» Required action
Word for word, transcribe the lines below and drop the pictures.

Referring expression data:
*****

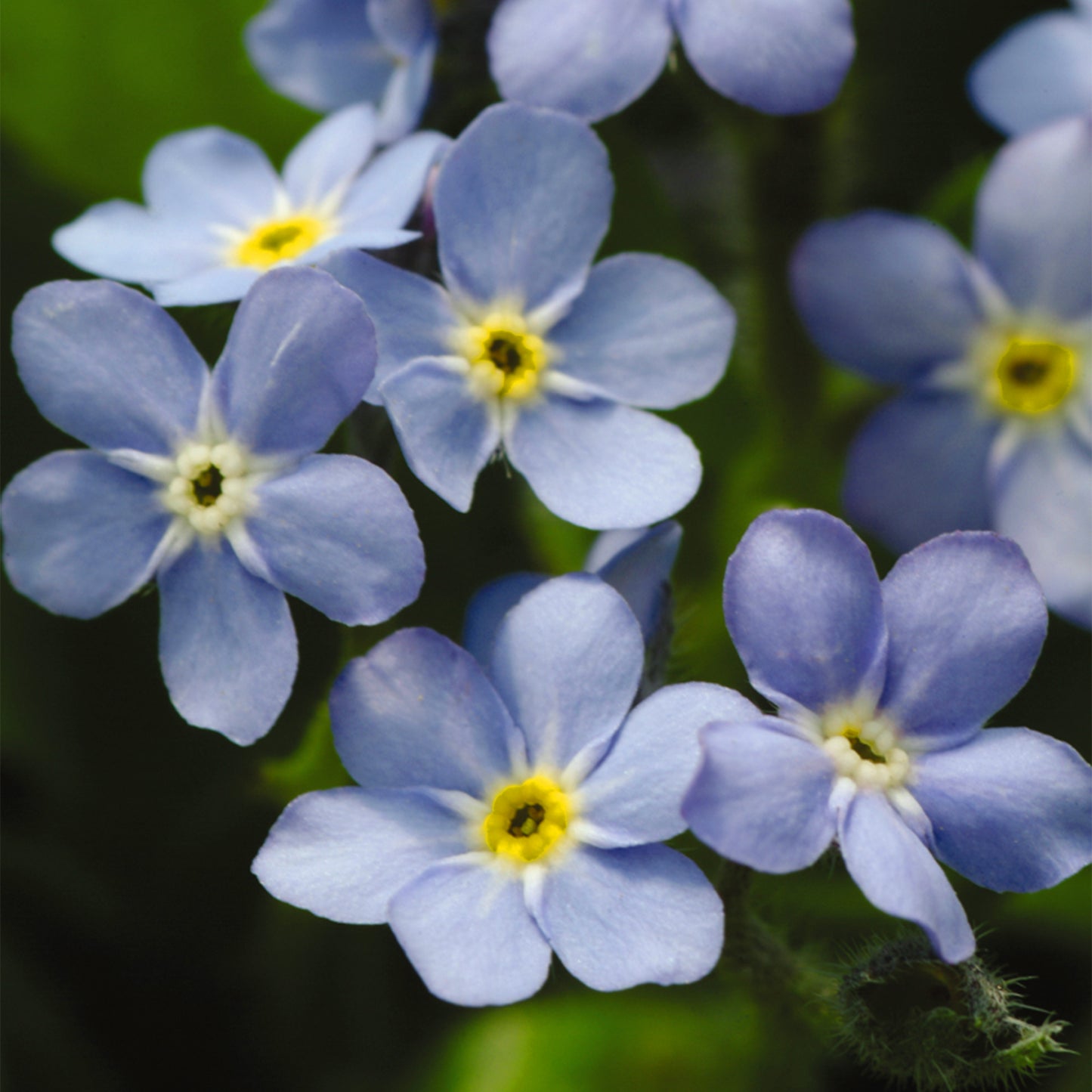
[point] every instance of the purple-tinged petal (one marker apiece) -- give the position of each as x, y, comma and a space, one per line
468, 933
966, 623
779, 56
226, 643
567, 660
589, 59
1038, 73
647, 331
802, 601
1011, 809
885, 294
601, 464
917, 469
761, 795
446, 432
419, 711
299, 357
81, 535
339, 534
636, 793
898, 875
107, 366
620, 917
1033, 220
344, 853
522, 203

*****

» Result below
[point] every instance of the purple-tinged petal (one marker apiece) -- give the position of each as x, y, comma and a space, one per line
468, 933
966, 623
779, 56
226, 643
567, 660
589, 59
1038, 73
647, 331
802, 601
1011, 809
885, 294
601, 464
917, 469
761, 795
446, 432
419, 711
299, 357
81, 535
339, 534
636, 793
898, 875
107, 366
620, 917
1033, 220
344, 853
522, 203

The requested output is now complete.